── EXTRACTED RECORDS

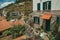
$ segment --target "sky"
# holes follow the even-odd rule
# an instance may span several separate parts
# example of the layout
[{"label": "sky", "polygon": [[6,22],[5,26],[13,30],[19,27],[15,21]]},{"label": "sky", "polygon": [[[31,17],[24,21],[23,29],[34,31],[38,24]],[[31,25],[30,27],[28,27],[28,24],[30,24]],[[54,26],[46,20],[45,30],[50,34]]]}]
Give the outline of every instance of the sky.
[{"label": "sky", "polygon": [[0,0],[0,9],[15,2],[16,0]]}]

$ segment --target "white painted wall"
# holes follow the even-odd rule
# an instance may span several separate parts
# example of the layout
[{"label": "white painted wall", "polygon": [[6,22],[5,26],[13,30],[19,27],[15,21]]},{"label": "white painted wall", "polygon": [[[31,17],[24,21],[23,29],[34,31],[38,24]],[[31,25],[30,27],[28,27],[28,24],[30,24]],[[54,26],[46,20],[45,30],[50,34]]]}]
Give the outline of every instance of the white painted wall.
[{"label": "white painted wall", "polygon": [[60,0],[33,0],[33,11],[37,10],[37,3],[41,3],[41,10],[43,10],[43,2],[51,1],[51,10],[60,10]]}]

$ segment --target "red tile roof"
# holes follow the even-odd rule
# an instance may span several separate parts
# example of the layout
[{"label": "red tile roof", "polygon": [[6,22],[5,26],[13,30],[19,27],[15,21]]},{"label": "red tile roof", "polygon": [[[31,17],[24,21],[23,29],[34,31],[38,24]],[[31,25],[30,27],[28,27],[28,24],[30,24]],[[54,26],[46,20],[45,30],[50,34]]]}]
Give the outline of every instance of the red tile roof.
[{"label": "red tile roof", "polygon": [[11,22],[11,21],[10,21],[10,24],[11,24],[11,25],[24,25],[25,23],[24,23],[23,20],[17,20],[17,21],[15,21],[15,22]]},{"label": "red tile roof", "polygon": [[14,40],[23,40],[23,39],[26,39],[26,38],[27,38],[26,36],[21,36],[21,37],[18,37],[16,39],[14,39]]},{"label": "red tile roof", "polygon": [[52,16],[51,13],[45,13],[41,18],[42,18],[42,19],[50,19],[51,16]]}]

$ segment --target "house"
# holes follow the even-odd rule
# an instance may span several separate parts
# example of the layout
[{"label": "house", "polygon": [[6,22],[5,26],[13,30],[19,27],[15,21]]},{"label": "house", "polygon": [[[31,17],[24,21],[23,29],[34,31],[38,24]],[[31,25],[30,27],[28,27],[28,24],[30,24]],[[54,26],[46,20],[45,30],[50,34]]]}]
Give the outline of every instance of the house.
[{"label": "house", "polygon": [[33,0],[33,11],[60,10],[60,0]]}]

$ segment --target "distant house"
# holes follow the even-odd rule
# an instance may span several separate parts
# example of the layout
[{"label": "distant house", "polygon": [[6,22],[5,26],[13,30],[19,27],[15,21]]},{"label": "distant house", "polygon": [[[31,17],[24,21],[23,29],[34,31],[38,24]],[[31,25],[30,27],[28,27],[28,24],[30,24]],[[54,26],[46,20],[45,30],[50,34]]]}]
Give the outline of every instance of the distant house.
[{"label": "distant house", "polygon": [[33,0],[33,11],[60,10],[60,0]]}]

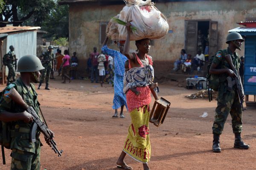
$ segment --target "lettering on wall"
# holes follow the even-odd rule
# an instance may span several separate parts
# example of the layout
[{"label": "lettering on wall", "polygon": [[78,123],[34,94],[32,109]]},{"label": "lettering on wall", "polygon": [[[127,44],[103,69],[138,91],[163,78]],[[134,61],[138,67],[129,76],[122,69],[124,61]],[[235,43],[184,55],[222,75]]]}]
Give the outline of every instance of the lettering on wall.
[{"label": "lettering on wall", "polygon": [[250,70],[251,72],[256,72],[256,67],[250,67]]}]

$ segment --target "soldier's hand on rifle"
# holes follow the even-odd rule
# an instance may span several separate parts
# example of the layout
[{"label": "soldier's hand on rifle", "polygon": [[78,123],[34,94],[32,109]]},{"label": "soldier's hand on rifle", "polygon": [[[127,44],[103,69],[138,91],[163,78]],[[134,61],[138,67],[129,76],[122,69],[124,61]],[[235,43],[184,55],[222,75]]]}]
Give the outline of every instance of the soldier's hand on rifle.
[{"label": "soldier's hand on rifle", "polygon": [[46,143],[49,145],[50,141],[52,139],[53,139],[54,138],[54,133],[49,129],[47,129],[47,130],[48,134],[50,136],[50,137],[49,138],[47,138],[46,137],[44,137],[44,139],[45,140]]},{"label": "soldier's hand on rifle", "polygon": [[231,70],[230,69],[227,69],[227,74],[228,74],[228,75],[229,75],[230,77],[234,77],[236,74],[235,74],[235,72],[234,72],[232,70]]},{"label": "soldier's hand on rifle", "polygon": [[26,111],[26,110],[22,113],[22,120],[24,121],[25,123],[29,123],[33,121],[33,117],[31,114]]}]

────

Pick out every line in the material above that contains the string "target" and copy each one. Letter case must match.

$ segment --target "sky"
$ segment --target "white painted wall"
$ segment --target "red tile roof"
$ segment --target "house"
$ segment --target "distant house"
$ segment --target "lettering on wall"
$ segment --target "soldier's hand on rifle"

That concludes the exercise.